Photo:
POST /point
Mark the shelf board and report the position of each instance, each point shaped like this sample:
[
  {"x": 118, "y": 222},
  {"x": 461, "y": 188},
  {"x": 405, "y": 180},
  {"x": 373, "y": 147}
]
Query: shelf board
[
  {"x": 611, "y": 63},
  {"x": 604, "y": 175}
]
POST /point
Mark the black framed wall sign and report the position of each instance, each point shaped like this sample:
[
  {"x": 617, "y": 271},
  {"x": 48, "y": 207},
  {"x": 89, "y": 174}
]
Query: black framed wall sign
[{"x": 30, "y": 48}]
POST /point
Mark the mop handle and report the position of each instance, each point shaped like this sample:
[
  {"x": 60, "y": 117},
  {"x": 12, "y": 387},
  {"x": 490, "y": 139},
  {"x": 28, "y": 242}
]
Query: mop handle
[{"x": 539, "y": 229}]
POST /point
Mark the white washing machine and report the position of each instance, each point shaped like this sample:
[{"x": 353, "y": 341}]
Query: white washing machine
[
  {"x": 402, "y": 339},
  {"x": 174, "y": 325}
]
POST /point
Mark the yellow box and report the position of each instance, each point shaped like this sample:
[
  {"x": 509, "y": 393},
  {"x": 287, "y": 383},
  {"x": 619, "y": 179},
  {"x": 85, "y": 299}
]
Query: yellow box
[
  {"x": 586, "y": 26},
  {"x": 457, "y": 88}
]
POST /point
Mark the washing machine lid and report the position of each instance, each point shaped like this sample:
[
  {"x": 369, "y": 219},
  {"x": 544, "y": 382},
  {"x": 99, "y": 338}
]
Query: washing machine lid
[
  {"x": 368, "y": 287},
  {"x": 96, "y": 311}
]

Task goal |
From the records above, please extract every line and repeat it exactly.

Solution to the problem |
Photo:
POST /point
Mark the shelf board and report the position of each instance, each point shaped like this sample:
[
  {"x": 118, "y": 222},
  {"x": 461, "y": 188},
  {"x": 405, "y": 180},
  {"x": 373, "y": 147}
]
Query: shelf board
[
  {"x": 611, "y": 63},
  {"x": 604, "y": 175}
]
POST /point
Mark the black framed wall sign and report the position of each instance, each point shaped like this sample:
[
  {"x": 617, "y": 271},
  {"x": 48, "y": 207},
  {"x": 89, "y": 174}
]
Query: black framed wall sign
[{"x": 30, "y": 48}]
POST /point
Mark the mop handle and report the position of each instance, each point shaped like this sample:
[
  {"x": 60, "y": 117},
  {"x": 12, "y": 387},
  {"x": 490, "y": 139},
  {"x": 28, "y": 242}
]
Query: mop handle
[{"x": 539, "y": 229}]
POST /point
Mark the white washing machine and report the position of each instance, each point shaped like this sample:
[{"x": 353, "y": 341}]
Query: white washing machine
[
  {"x": 402, "y": 339},
  {"x": 174, "y": 325}
]
POST /point
Mark the yellow box and report the position of each instance, each point shaped like this sample:
[
  {"x": 509, "y": 393},
  {"x": 287, "y": 383},
  {"x": 619, "y": 179},
  {"x": 85, "y": 299}
]
Query: yellow box
[
  {"x": 586, "y": 26},
  {"x": 457, "y": 88}
]
POST /point
Mark the washing machine lid and report the position of each instance, each point shaped like this sample:
[
  {"x": 369, "y": 219},
  {"x": 544, "y": 382},
  {"x": 99, "y": 338}
]
Query: washing machine lid
[
  {"x": 368, "y": 287},
  {"x": 96, "y": 311}
]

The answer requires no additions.